• **Assigned task 1**:
Answer these questions using the passage about the film Paka. Mark your answers (a), (b) and (c).
(a) For about how many films did Nithin do sound design?
(b) Which river is known for the bodies it has thrown up through the years?
(c) Who plays Kocheppu, the uncle who returns from jail?
• **Assigned task 2**:
List every language, according to the passage about the film Paka, of the films Nithin did sound design for.
• **Assigned task 3**:
Rewrite part of the passage about the film Paka, beginning at the words "Nithin had not" and stopping after "became the producers.". Change "producers" to "co-producers".

• **Given passage**:

────

Nithin had not been idle after completing his course at the FTII. He did sound design for around 20 to 25 films in Kannada, Malayalam, Hindi and Telugu. He tried writing scripts too, but it never materialised until he thought of Paka. An IT professional friend based in the US — Raj Rachakonda — had first agreed to invest in the film. Later, after the film was shot and the first cut done, noted filmmaker Anurag Kashyap said he would like to pool in. Both Raj and Anurag became the producers.

The film is well-made, artfully using the peculiar landscapes of Wayanad — the rivers, streams and the wooded lanes that come with histories. The Orappu River, where a good part of the film is shot, is known for the bodies it has thrown up through the years. Johnny, the film’s male lead character, sighs when one more body is dug out by the expert diver Jose. “It won’t be murder,” he says. “If it was, it would be done by either their family or ours.”


Orappu river in Wayanad / Still from film

In the film, Johnny’s family with the mumbling Velyamachi has been in a decades-long feud with the family of the woman he is in love with, Anna, played by the state award-winning Vinitha Koshy. Not quite an original plot point — love blossoming between the youngest members of two feuding families, the Malayalam Godfather of 1993 being one of the most famous examples. But the making differs; a lot. There are no comforting songs or whisperings between the lovers to make it easy on the anxious viewer, wondering where it will all end.


Vinitha Koshy in Paka

Nithin picked his cast from among the people he knew in his town — friends of Johnny are his friends and cousins, Jose plays Jose, and so on. Only a few faces — like Vinitha, Basil Paulose playing Johnny, and Nithin George playing the antagonist Joey — are familiar. A lovely performance also comes from Jose Kizhakkan, playing Kocheppu, the uncle who returns from jail. Paachi, a young boy who does a marvellous job as Johnny’s little brother, is Nithin’s cousin. “We had a workshop to train all the non-actors. I’d say quite a few characters are inspired by the real life people I knew in Wayanad.”

Inspiration also came from Basheer’s Narayani in Adoor Gopalakrishnan’s Mathilukal. Like how you only hear and never see the face of Narayani, the revengeful grandma’s face never emerges from under the sheets she’s covered in. It is remarkable how the voice of a bedridden character can appear so creepy.

Watch: Trailer of the film

The film, which was released on SonyLIV on Thursday, July 7, had its rounds of film festivals, beginning with the Toronto International Film Festival last year and making its Indian premier at the Mumbai International Film Festival in 2021-22.

────

• **Recorded information**:
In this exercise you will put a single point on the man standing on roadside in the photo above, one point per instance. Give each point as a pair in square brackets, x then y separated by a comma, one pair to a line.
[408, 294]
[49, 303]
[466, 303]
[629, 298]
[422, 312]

────

• **Exercise solution 1**:
(a) Around 20 to 25 films.
(b) The Orappu River.
(c) Jose Kizhakkan.

• **Exercise solution 2**:
Kannada, Malayalam, Hindi, Telugu

• **Exercise solution 3**:
Nithin had not been idle after completing his course at the FTII. He did sound design for around 20 to 25 films in Kannada, Malayalam, Hindi and Telugu. He tried writing scripts too, but it never materialised until he thought of Paka. An IT professional friend based in the US — Raj Rachakonda — had first agreed to invest in the film. Later, after the film was shot and the first cut done, noted filmmaker Anurag Kashyap said he would like to pool in. Both Raj and Anurag became the co-producers.